Excerpt provided |
= = = = = = =

The Banker’s Algorithm tries to find such a permutation of the process numbers by keeping

(A i: 0 ≤ i ≤ k: claim[p[i]] ≤ cash + sum(0 ≤ j < i: 1oan[p[j]])) (5)
invariant. After having established it (trivially) by means of k:= 0 , it then tries to increase k by 1 under invariance of (5) until k = N . It does so by not changing p[0], ... , p[k-1] , and by searching for an h , such that
k ≤ h < N and claim[p[h]] < cash + sum(0 ≤ j < k: loan[p[j]]) . (6)
If such an h has been found,
“p:swap(h, k); k:= k+1”
increases k by 1 under invariance of (5). If, however, for k < N equation (6) has no solution for h , we say that “the ordering effort has failed”. If (6) remains solvable each time, until k = N , we say that “the ordering effort has not failed”.

Because an ordering effort that does not fail implies the existence of a permutation satisfying (4), and, hence, on account of lemma 1, that the pattern is safe, we conclude that for a pattern that is not safe, all ordering efforts must fail. Or, with

Ass.0: the pattern of loans and needs is not safe
Ass.1: all ordering efforts must fail
we have derived
Ass.0 ⇒ Ass.1 . (7)

= = = = = = =

[Location identification entries]
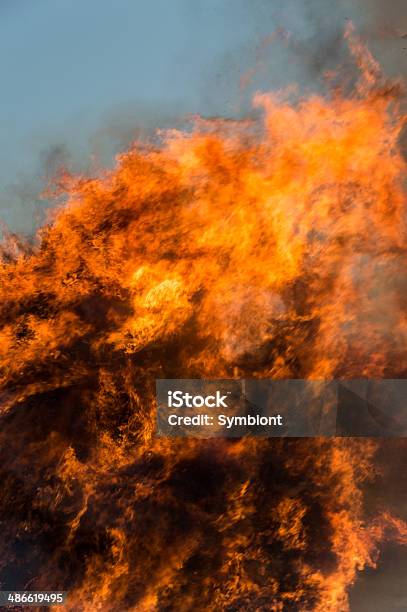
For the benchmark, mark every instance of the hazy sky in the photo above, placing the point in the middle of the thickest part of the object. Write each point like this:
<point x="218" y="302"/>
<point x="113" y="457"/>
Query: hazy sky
<point x="79" y="76"/>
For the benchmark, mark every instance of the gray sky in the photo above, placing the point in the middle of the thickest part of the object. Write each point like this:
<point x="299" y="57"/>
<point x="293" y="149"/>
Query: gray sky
<point x="79" y="77"/>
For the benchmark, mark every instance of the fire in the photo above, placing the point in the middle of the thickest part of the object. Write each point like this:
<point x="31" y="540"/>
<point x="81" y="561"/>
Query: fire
<point x="273" y="248"/>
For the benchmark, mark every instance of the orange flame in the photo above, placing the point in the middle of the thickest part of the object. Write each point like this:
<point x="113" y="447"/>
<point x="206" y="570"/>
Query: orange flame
<point x="269" y="248"/>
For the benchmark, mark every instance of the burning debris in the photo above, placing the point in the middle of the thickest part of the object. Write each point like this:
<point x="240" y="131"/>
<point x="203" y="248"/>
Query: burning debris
<point x="236" y="249"/>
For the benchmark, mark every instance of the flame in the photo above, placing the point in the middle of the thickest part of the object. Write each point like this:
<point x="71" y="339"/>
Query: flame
<point x="273" y="247"/>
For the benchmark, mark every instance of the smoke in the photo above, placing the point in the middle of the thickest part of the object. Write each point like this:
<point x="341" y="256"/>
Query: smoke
<point x="269" y="232"/>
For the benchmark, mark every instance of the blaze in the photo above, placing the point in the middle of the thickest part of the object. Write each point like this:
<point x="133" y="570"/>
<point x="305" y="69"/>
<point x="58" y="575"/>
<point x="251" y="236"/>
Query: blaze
<point x="272" y="247"/>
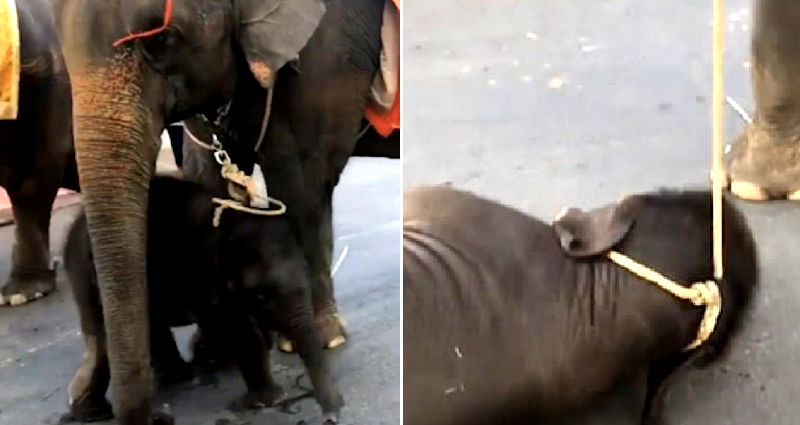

= = = = = = =

Short exercise 1 | Write out the rows starting at the line that contains "For the benchmark, mark every instance of the orange" and ending at the line that contains "Query: orange flame", including both of those lines.
Short exercise 2 | Write what comes next in the passage on the Banker's Algorithm, picking up after its final line.

Written response 1 |
For the benchmark, mark every instance of the orange flame in the photo above, placing the point in the middle of the thickest part of the object. Write each point like this:
<point x="113" y="447"/>
<point x="206" y="570"/>
Query: orange flame

Written response 2 |
with
Ass.2: a failing ordering effort is possible
we conclude (because the set of possible ordering efforts is not empty) that
Ass.1 ⇒ Ass.2 . (8)

Consider next

Ass.3: the non-empty set of processes —or, to be quite precise, the non-empty set P’ of process numbers— can be partioned into A + B , such that B is non-empty and
(A b from B: claim[b] > cash + sum(a from A: loan[a])) .

We can then conclude that

Ass.2 ⇒ Ass.3 . (9)
Proof. Consider the state as reached by the failng ordering effort that is possible under the assumption of Ass.2 . Choose then
A = {P[j] | 0 ≤ j < k} ;
from which we conclude that
cash + sum(a from A: loan[a]) = cash + sum(0 ≤ j < k: loan[p[j]]) ;
choose furthermore
B = {P[j] | k <j < N} ;
because k < N , B is not empty, and because the ordering effort has failed, (6) has no solution for h , and hence A satisfy and B the criteria that are imposed upon them in Ass.3 . (End of proof.)

Finally we conclude

Ass.3 ⇒ Ass.0 (10)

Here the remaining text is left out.